◆ TASK MATERIAL:
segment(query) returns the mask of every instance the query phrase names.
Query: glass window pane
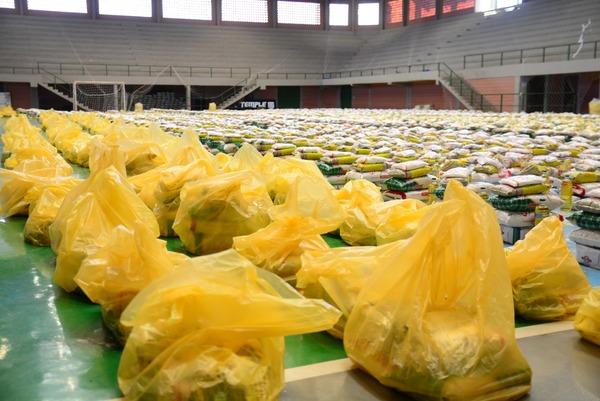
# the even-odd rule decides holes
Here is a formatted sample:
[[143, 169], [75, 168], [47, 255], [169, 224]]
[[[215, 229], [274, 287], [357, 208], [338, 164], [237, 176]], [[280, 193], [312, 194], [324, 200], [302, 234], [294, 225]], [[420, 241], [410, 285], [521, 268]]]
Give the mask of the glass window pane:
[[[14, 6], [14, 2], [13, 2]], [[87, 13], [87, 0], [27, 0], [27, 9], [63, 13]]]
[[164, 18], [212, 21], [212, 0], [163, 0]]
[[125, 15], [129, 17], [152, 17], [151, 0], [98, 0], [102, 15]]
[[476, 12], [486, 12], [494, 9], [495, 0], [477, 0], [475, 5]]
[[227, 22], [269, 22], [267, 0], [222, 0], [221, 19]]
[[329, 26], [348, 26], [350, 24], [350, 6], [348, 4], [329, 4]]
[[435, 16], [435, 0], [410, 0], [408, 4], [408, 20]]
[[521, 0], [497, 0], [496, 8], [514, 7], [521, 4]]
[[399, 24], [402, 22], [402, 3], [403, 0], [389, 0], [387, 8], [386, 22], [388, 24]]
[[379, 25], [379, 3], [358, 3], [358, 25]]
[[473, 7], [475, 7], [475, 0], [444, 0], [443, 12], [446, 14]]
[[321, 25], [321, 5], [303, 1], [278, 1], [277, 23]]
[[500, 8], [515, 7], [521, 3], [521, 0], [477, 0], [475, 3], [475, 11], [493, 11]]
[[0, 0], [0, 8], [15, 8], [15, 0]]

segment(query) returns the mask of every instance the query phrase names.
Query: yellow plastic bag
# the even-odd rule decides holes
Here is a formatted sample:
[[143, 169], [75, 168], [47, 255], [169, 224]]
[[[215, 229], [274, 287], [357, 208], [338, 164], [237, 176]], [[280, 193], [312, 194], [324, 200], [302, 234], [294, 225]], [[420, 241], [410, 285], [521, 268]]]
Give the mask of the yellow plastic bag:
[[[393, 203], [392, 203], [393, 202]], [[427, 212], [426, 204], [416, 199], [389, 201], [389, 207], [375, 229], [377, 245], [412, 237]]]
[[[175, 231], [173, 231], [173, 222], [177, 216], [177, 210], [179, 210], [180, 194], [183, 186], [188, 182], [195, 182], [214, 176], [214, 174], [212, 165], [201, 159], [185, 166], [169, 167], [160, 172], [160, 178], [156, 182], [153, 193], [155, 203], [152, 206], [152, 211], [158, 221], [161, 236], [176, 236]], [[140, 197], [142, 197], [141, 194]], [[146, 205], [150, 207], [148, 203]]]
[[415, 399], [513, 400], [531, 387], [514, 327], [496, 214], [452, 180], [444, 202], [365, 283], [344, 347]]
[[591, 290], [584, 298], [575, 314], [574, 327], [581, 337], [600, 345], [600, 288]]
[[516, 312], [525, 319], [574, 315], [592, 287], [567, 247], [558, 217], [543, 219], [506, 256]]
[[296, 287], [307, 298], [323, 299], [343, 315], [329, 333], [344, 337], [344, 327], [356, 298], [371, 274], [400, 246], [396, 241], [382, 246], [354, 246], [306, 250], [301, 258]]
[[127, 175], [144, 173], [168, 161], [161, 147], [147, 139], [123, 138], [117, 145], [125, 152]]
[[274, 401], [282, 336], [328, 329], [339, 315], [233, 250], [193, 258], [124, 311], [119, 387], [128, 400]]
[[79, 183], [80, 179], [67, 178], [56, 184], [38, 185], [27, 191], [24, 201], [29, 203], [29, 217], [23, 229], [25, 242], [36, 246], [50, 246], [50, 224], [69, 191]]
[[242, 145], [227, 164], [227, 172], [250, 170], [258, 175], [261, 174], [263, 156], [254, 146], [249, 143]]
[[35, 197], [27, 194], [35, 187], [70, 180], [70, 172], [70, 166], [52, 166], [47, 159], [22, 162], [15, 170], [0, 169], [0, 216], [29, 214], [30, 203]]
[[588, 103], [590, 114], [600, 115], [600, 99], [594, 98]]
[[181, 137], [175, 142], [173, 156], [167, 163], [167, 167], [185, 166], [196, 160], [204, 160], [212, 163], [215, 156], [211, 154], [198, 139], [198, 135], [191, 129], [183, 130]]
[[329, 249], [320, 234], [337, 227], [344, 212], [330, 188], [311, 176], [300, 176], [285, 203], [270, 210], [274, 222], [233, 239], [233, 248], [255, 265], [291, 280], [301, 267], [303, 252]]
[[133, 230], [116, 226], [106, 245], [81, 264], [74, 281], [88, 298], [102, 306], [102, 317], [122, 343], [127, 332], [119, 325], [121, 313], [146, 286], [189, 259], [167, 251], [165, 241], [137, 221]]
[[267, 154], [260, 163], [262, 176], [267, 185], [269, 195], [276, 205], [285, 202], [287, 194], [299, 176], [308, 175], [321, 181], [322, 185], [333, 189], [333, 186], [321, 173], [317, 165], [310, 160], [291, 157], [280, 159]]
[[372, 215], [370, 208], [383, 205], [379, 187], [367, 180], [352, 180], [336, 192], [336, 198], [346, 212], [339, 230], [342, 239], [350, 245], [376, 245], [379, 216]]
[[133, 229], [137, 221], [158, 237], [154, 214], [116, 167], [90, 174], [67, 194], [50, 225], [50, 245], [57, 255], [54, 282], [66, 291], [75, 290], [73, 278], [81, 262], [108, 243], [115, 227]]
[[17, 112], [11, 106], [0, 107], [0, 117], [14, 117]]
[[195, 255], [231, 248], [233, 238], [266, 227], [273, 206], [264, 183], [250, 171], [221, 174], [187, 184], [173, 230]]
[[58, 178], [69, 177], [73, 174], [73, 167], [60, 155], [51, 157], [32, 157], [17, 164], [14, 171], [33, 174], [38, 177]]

◆ TASK ITEM:
Reproduce each entry precisely. Leave the pictures out.

◆ RESULT FOR THIS EXERCISE:
segment(query) returns the mask of every instance the query phrase names.
Query: glass window pane
# the even-odd rule decides holes
Here is a formatted sample:
[[143, 169], [75, 168], [47, 255], [169, 224]]
[[[215, 229], [274, 287], [357, 208], [338, 164], [237, 176]], [[280, 193], [312, 194], [324, 200], [302, 234], [294, 225]], [[420, 241], [410, 285], [521, 268]]]
Give the mask of the glass window pane:
[[[14, 6], [14, 2], [13, 2]], [[87, 13], [87, 0], [27, 0], [27, 9], [63, 13]]]
[[164, 18], [212, 21], [212, 0], [163, 0]]
[[125, 15], [129, 17], [152, 17], [151, 0], [98, 0], [102, 15]]
[[476, 12], [486, 12], [494, 9], [495, 0], [477, 0], [475, 5]]
[[227, 22], [269, 22], [267, 0], [222, 0], [221, 19]]
[[329, 26], [348, 26], [350, 24], [350, 6], [348, 4], [329, 4]]
[[435, 16], [435, 0], [410, 0], [408, 4], [408, 20]]
[[521, 0], [497, 0], [496, 8], [514, 7], [521, 4]]
[[399, 24], [402, 22], [402, 3], [403, 0], [389, 0], [387, 8], [386, 22], [388, 24]]
[[379, 25], [379, 3], [358, 3], [358, 25]]
[[473, 7], [475, 7], [475, 0], [444, 0], [443, 12], [446, 14]]
[[321, 25], [321, 5], [303, 1], [278, 1], [277, 23]]
[[500, 8], [515, 7], [521, 3], [521, 0], [477, 0], [475, 3], [475, 11], [493, 11]]
[[0, 0], [0, 8], [15, 8], [15, 0]]

segment(query) returns the mask of every instance the query phrase names.
Query: yellow plastic bag
# the even-odd rule decides holes
Here is a formatted sample:
[[143, 169], [75, 168], [47, 255], [169, 224]]
[[[215, 229], [274, 287], [357, 208], [338, 164], [237, 176]], [[280, 193], [312, 194], [324, 200], [302, 234], [294, 225]], [[420, 241], [410, 285], [521, 268]]]
Give the mask of the yellow plastic bag:
[[[393, 203], [392, 203], [393, 202]], [[427, 212], [426, 204], [416, 199], [389, 201], [389, 207], [375, 229], [377, 245], [412, 237]]]
[[[175, 231], [173, 231], [173, 222], [177, 216], [177, 210], [179, 210], [180, 194], [183, 186], [188, 182], [195, 182], [214, 176], [214, 174], [212, 165], [201, 159], [185, 166], [169, 167], [160, 172], [160, 178], [156, 182], [153, 193], [155, 203], [152, 206], [152, 211], [158, 221], [161, 236], [176, 236]], [[140, 197], [142, 197], [141, 194]], [[146, 205], [150, 207], [148, 203]]]
[[415, 399], [513, 400], [531, 387], [514, 327], [496, 214], [452, 180], [444, 202], [365, 283], [344, 347]]
[[591, 290], [584, 298], [575, 314], [574, 327], [581, 337], [600, 345], [600, 288]]
[[516, 312], [525, 319], [574, 315], [592, 287], [567, 247], [558, 217], [543, 219], [506, 256]]
[[296, 287], [307, 298], [323, 299], [343, 315], [329, 333], [344, 337], [344, 327], [356, 298], [371, 274], [400, 246], [396, 241], [382, 246], [354, 246], [306, 250], [301, 258]]
[[127, 175], [144, 173], [168, 161], [161, 147], [147, 139], [123, 138], [117, 145], [125, 152]]
[[274, 401], [282, 336], [328, 329], [339, 315], [233, 250], [193, 258], [124, 311], [119, 387], [128, 400]]
[[79, 183], [80, 179], [67, 178], [56, 184], [38, 185], [27, 191], [24, 201], [29, 203], [29, 217], [23, 229], [25, 242], [36, 246], [50, 246], [50, 224], [69, 191]]
[[242, 145], [227, 164], [227, 172], [250, 170], [258, 175], [261, 174], [263, 156], [254, 146], [249, 143]]
[[35, 197], [27, 194], [35, 187], [70, 180], [70, 172], [70, 166], [52, 166], [47, 159], [22, 162], [15, 170], [0, 169], [0, 216], [29, 214], [30, 203]]
[[588, 103], [590, 114], [600, 115], [600, 99], [594, 98]]
[[181, 137], [175, 142], [173, 156], [167, 163], [167, 167], [185, 166], [196, 160], [204, 160], [212, 163], [215, 156], [211, 154], [198, 139], [198, 135], [191, 129], [183, 130]]
[[329, 249], [320, 234], [337, 227], [344, 212], [330, 188], [311, 176], [300, 176], [285, 203], [270, 210], [274, 222], [233, 239], [233, 248], [255, 265], [291, 280], [301, 267], [303, 252]]
[[133, 230], [116, 226], [106, 245], [81, 264], [74, 281], [88, 298], [102, 306], [102, 317], [122, 343], [127, 332], [119, 325], [121, 313], [146, 286], [189, 259], [167, 251], [165, 241], [137, 221]]
[[267, 154], [260, 163], [262, 176], [267, 185], [269, 195], [276, 205], [285, 202], [287, 194], [299, 176], [308, 175], [321, 181], [322, 185], [333, 189], [333, 186], [321, 173], [317, 165], [310, 160], [291, 157], [280, 159]]
[[372, 215], [370, 208], [383, 205], [379, 187], [367, 180], [352, 180], [336, 192], [336, 198], [346, 212], [339, 230], [342, 239], [350, 245], [376, 245], [379, 216]]
[[133, 229], [137, 221], [158, 237], [154, 214], [116, 167], [90, 174], [67, 194], [50, 225], [50, 245], [57, 255], [54, 282], [66, 291], [75, 290], [73, 278], [81, 262], [108, 243], [115, 227]]
[[17, 112], [11, 106], [0, 107], [0, 117], [14, 117]]
[[195, 255], [231, 248], [233, 238], [266, 227], [273, 206], [264, 183], [250, 171], [221, 174], [187, 184], [173, 230]]
[[58, 178], [69, 177], [73, 174], [73, 167], [60, 155], [51, 157], [32, 157], [17, 164], [14, 171], [33, 174], [38, 177]]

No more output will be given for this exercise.